Records from a dataset
####################

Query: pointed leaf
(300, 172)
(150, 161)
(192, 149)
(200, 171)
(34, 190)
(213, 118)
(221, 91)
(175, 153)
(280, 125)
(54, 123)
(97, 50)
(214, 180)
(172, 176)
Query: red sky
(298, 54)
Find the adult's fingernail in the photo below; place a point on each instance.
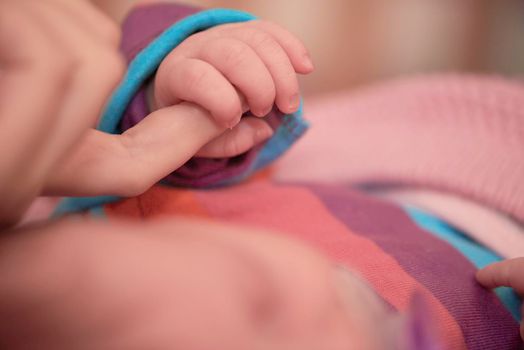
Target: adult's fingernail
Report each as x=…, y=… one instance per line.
x=234, y=122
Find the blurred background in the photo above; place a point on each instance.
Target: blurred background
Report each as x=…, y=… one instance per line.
x=355, y=42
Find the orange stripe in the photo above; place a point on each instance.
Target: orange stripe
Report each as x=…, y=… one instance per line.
x=306, y=218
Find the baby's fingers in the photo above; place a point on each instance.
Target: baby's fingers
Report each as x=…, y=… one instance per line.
x=199, y=82
x=277, y=62
x=509, y=273
x=295, y=49
x=247, y=134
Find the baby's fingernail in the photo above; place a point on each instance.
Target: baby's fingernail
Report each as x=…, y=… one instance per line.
x=294, y=102
x=233, y=123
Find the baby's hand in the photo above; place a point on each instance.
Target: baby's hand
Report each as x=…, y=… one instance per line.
x=234, y=67
x=509, y=273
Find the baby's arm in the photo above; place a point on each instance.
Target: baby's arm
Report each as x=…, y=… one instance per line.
x=508, y=273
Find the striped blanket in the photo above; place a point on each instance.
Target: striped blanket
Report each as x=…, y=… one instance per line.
x=380, y=240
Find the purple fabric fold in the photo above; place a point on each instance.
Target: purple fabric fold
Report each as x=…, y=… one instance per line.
x=141, y=27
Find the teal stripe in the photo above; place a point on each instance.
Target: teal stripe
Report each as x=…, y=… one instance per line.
x=477, y=254
x=146, y=63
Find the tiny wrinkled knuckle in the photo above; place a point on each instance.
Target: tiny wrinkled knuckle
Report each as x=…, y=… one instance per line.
x=134, y=186
x=193, y=78
x=235, y=54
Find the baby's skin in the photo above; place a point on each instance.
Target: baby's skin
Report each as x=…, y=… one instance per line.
x=78, y=284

####################

Your goal
All of the lines above should be retyped precisely, apart from the pictures.

Completed exercise
Query: pointed leaf
(300, 172)
(150, 161)
(192, 149)
(200, 171)
(34, 190)
(213, 118)
(221, 91)
(175, 153)
(280, 125)
(54, 123)
(97, 50)
(214, 180)
(172, 176)
Query: red sky
(298, 54)
Find the adult's fingernail in the photo below; place a point on each instance.
Target: adult's fingernail
Report each as x=…, y=… one instance per line.
x=234, y=122
Find the blurred background in the photo above; place a point on each instance.
Target: blurred background
Report each as x=…, y=… one instance per line.
x=355, y=42
Find the orange stripe in the photo above; place a point on each instance.
Target: orange stripe
Report each as x=…, y=… one instance per line.
x=306, y=218
Find the baby's fingers in the photo above; place a point on each instance.
Target: baby's fingers
Report each as x=…, y=… one instance per line.
x=199, y=82
x=277, y=62
x=509, y=273
x=295, y=49
x=247, y=134
Find the baby's fingernail in the photo above; place a point on each instance.
Target: baby's fingernail
Report each as x=…, y=… one instance per line.
x=294, y=102
x=233, y=123
Find the baby's hand in the photo above; place a point on each instance.
Target: baby's hand
Report each as x=…, y=… one instance per line.
x=234, y=67
x=509, y=273
Find the baby's arm in the photo above; place a point on each instance.
Target: baby's arm
Report each as x=…, y=… one instance per line.
x=508, y=273
Find the striped blanket in the photo above; place a point on each instance.
Target: striped blanket
Report each as x=…, y=… one instance per line.
x=380, y=240
Find the purple fabric fold in the photo above; place a point on each instance.
Target: purple fabric fold
Report each as x=…, y=… one instance per line.
x=141, y=27
Find the teal stripe in the photo above; place a point on each instance.
Target: teal stripe
Report each as x=…, y=… one instance per line.
x=477, y=254
x=146, y=63
Find the tiny wrinkled knuckle in the photo above; place a point on each instance.
Target: tiny wrinkled knuckle
Report each as x=…, y=… one instance per line.
x=134, y=186
x=193, y=78
x=235, y=54
Find the baby's skin in the photo above; place a point on each instance.
Target: baby's skin
Report each as x=…, y=… one instance per line.
x=78, y=284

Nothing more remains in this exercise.